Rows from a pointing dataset

..............................

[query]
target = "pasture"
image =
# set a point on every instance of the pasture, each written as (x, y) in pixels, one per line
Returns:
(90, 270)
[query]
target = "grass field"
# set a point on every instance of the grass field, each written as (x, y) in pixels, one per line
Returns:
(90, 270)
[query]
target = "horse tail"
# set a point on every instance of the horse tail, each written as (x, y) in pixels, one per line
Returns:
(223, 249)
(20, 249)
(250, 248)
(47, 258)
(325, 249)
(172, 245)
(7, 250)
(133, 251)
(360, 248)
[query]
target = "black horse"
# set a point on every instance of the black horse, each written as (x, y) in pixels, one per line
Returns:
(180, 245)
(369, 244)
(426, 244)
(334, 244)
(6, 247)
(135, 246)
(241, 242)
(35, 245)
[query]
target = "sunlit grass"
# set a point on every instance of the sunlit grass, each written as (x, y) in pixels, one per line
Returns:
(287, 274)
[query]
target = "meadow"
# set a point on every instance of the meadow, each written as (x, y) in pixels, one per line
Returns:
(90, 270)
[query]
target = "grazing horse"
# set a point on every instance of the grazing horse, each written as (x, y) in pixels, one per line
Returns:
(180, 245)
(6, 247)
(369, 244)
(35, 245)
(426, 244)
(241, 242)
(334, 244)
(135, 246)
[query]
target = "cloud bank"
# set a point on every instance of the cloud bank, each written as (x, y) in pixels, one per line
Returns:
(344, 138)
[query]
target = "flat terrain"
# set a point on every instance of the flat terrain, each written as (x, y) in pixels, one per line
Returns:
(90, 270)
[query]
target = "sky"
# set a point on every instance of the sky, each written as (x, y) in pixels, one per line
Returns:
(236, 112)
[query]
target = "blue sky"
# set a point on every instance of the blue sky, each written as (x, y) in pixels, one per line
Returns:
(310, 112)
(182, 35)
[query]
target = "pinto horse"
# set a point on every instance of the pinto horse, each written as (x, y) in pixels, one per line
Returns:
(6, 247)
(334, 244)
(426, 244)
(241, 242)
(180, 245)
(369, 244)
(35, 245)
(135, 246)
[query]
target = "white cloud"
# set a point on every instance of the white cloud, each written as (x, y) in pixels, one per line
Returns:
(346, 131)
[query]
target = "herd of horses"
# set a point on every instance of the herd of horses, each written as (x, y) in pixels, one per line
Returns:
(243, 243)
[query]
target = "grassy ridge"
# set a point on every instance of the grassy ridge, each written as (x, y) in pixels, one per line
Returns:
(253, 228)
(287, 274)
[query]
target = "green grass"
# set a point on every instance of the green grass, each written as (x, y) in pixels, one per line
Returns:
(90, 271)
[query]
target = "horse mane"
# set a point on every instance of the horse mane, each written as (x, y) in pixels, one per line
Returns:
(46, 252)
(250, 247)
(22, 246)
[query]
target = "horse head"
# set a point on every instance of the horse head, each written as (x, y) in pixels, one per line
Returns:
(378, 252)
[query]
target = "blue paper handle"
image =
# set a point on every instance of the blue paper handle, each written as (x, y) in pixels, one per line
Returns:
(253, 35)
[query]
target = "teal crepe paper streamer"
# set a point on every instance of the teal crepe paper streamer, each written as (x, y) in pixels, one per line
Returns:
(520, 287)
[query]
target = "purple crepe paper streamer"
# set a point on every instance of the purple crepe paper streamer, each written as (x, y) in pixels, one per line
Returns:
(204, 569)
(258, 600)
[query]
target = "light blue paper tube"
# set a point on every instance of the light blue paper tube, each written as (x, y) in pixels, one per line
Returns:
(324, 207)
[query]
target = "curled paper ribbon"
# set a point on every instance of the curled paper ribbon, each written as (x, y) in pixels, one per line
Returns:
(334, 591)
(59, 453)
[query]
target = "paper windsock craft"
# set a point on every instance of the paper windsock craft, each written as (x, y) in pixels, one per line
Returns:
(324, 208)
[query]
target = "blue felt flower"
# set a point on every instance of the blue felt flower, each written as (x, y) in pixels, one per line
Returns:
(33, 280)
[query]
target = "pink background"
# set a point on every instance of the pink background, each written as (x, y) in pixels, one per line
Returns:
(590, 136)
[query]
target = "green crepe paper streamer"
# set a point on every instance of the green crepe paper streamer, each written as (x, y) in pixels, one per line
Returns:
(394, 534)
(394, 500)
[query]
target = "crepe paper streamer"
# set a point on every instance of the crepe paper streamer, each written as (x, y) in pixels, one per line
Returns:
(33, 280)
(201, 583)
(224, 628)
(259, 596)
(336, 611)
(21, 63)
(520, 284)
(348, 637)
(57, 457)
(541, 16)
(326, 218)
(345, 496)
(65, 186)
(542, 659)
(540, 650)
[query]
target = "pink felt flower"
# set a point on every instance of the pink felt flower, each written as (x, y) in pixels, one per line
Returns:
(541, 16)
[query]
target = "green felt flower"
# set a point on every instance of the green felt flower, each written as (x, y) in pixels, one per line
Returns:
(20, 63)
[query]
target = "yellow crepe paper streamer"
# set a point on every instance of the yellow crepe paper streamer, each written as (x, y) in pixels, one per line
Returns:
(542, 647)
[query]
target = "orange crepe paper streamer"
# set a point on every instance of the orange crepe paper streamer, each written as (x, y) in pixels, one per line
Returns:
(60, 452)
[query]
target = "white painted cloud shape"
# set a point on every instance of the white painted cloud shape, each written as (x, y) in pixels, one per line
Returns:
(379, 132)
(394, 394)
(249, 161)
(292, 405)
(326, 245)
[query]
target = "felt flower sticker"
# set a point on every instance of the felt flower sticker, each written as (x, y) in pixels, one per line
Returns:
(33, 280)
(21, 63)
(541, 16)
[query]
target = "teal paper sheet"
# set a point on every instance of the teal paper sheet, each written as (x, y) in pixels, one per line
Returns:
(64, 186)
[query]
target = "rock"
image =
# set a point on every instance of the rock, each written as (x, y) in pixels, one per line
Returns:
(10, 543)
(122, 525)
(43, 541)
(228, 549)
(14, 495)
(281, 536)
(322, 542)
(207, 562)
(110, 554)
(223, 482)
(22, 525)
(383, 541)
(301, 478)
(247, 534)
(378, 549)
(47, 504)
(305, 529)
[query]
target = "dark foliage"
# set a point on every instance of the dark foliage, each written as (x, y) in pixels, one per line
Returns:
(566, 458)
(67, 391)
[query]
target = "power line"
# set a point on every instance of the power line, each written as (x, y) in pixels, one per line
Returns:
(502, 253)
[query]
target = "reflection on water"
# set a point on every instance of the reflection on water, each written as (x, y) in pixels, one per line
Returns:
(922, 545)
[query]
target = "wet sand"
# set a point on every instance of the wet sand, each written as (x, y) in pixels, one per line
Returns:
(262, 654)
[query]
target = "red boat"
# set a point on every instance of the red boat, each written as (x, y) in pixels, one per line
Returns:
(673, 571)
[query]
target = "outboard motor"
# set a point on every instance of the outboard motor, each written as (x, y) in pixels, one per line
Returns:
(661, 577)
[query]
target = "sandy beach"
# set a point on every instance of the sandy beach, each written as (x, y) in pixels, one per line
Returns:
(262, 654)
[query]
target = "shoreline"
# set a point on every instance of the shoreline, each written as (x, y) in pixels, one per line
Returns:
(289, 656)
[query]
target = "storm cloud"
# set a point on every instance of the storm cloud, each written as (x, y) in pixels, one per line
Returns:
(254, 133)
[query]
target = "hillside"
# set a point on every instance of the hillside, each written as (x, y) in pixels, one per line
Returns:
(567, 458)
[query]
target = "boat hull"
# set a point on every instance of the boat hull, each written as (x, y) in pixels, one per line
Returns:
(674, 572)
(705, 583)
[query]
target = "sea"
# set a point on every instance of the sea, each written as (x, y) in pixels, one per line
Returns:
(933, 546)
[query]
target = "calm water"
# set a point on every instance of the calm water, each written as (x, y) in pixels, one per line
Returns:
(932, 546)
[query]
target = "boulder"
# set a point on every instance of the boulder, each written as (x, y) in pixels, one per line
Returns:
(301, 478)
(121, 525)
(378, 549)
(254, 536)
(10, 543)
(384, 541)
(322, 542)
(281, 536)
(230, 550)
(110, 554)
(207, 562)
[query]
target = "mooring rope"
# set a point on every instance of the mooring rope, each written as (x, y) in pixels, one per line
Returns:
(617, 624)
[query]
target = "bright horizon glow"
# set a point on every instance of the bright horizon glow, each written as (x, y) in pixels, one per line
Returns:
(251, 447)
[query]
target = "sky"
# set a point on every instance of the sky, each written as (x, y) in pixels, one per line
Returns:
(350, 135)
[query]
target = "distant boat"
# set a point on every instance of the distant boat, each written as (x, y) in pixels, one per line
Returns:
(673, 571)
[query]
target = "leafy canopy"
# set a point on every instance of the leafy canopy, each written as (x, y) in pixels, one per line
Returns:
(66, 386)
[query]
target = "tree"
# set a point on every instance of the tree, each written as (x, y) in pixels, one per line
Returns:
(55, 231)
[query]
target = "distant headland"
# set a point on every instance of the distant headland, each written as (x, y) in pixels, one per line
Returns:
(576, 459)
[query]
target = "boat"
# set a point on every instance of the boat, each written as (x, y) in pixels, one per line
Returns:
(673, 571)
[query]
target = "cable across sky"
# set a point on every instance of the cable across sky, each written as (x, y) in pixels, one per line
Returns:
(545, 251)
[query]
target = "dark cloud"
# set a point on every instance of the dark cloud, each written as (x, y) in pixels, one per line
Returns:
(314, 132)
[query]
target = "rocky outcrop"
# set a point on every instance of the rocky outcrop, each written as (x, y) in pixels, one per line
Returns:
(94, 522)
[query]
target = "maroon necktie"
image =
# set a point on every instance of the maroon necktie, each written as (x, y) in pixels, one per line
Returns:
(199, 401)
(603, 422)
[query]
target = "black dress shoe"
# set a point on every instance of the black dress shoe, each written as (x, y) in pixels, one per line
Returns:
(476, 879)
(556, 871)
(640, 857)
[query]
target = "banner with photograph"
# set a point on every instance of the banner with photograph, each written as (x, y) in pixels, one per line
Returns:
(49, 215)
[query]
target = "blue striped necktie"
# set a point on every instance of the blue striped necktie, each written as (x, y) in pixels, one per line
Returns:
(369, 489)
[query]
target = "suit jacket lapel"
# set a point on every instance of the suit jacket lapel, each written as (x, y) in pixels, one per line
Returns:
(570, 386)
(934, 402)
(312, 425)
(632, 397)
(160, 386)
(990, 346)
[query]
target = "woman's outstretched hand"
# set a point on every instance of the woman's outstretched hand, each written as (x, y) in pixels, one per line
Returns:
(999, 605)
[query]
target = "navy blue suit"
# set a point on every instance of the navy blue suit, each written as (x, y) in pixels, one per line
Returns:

..............................

How many lines of the data contain the string "sheet"? Give only the number.

**Final answer:** 2